- _Raw data_
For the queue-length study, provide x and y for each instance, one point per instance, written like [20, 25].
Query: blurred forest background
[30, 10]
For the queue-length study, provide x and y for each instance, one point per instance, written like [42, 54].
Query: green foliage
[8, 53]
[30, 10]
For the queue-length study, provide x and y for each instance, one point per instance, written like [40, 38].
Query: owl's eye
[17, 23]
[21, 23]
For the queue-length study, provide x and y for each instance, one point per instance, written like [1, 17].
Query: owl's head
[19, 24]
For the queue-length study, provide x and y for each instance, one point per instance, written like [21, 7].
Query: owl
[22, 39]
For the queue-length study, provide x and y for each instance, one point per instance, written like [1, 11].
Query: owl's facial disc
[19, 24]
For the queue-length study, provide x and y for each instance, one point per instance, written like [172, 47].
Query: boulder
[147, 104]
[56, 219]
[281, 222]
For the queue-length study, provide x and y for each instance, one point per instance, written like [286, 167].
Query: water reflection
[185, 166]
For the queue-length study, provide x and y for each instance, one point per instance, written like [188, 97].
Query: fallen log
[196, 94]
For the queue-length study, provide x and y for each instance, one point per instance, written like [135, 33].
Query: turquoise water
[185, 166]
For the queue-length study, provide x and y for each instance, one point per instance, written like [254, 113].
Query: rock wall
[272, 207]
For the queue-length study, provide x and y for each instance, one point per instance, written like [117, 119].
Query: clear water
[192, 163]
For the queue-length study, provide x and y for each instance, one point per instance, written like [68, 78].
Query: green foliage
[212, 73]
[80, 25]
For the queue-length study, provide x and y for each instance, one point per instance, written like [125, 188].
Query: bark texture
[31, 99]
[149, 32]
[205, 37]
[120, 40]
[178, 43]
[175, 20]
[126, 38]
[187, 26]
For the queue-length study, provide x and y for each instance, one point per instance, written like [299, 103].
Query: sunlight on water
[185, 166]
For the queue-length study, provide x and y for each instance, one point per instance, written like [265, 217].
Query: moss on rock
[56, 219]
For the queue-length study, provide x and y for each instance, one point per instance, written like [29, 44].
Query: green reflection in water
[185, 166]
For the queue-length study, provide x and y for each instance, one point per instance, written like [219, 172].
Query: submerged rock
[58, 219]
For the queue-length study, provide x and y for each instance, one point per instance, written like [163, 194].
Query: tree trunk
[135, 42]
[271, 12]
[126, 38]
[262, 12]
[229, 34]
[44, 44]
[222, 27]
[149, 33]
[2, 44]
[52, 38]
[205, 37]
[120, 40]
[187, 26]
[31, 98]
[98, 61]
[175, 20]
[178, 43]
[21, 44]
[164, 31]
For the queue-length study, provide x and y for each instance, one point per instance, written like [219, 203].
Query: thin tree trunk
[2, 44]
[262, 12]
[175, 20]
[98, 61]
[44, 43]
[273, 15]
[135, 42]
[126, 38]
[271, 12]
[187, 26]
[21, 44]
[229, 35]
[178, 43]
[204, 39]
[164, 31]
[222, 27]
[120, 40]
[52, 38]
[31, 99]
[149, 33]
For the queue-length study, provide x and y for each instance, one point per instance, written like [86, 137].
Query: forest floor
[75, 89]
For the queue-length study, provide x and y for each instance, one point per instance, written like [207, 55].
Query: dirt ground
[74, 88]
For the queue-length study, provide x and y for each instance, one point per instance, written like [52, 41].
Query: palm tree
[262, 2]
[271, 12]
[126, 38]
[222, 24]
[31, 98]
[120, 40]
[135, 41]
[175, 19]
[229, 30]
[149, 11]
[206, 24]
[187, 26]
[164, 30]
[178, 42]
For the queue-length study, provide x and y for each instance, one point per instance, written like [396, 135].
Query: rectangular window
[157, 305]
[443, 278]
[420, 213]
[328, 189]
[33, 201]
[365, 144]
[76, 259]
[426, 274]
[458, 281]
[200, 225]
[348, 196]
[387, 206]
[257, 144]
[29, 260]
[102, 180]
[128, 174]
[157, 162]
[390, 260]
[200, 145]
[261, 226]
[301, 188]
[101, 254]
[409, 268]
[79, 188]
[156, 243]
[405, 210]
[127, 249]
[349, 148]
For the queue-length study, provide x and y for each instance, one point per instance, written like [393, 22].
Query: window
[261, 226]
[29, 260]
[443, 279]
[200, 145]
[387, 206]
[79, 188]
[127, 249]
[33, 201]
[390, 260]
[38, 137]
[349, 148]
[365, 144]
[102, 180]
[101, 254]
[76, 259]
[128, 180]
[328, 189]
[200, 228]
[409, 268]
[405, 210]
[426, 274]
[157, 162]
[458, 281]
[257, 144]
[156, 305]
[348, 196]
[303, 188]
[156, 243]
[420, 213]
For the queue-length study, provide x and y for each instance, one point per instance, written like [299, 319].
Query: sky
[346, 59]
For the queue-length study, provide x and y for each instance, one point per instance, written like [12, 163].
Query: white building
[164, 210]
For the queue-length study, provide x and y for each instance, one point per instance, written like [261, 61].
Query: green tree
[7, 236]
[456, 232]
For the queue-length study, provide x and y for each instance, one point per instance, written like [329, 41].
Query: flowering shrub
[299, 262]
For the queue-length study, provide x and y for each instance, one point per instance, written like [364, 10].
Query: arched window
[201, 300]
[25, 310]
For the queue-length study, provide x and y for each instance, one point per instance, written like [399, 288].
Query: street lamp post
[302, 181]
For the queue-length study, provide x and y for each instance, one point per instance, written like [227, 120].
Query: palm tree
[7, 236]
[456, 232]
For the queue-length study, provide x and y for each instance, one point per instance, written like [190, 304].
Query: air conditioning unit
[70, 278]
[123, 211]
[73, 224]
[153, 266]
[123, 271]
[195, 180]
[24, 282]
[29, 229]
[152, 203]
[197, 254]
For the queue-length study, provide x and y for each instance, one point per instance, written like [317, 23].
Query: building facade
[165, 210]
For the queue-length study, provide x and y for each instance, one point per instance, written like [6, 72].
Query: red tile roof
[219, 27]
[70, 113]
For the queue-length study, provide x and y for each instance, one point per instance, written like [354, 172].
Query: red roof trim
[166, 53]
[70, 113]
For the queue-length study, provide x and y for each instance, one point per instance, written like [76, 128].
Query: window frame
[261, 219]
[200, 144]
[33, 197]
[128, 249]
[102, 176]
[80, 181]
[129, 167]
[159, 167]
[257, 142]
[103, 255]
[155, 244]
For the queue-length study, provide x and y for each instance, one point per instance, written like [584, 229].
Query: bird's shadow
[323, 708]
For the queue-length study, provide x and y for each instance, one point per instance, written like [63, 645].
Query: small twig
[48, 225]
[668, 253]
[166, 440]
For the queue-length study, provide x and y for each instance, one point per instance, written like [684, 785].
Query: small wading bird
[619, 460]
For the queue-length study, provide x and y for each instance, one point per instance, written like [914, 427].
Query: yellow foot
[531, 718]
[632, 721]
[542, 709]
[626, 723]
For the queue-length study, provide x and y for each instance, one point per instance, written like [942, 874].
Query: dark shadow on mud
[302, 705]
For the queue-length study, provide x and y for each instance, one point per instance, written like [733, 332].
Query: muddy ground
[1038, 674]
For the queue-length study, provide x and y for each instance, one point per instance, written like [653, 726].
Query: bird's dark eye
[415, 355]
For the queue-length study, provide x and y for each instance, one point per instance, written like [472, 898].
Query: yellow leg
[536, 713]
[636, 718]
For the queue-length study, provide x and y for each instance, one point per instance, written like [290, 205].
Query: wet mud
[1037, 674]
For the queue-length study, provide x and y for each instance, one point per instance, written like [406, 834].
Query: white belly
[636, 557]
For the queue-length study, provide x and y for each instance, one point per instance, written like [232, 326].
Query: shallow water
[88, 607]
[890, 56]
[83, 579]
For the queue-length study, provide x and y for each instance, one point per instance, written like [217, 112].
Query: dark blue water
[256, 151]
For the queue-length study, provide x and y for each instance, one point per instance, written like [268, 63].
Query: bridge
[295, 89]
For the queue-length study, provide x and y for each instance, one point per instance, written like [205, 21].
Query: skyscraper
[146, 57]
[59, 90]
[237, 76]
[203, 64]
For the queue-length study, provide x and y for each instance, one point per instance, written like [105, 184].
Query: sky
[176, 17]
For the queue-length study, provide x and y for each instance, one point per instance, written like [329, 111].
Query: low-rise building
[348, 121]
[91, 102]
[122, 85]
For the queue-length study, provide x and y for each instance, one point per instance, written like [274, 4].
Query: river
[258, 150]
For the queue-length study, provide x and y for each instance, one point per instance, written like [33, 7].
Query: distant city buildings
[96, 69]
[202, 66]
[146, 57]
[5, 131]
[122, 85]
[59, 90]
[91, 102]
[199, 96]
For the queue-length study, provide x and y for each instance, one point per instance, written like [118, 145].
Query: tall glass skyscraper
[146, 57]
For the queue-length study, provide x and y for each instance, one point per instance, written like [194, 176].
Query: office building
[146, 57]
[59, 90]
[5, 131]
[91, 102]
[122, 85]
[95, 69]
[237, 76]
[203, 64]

- _Goal_
Rewrite the entries from the line containing "like [194, 176]." through the last of the entries, putting "commercial building" in place of "office building" and leaving everything else unchanged.

- _Task output_
For the queue-length study, provide x and y for each instance, one point per instance, written like [194, 176].
Query: commercial building
[146, 57]
[59, 90]
[5, 131]
[91, 102]
[122, 85]
[95, 69]
[237, 76]
[203, 64]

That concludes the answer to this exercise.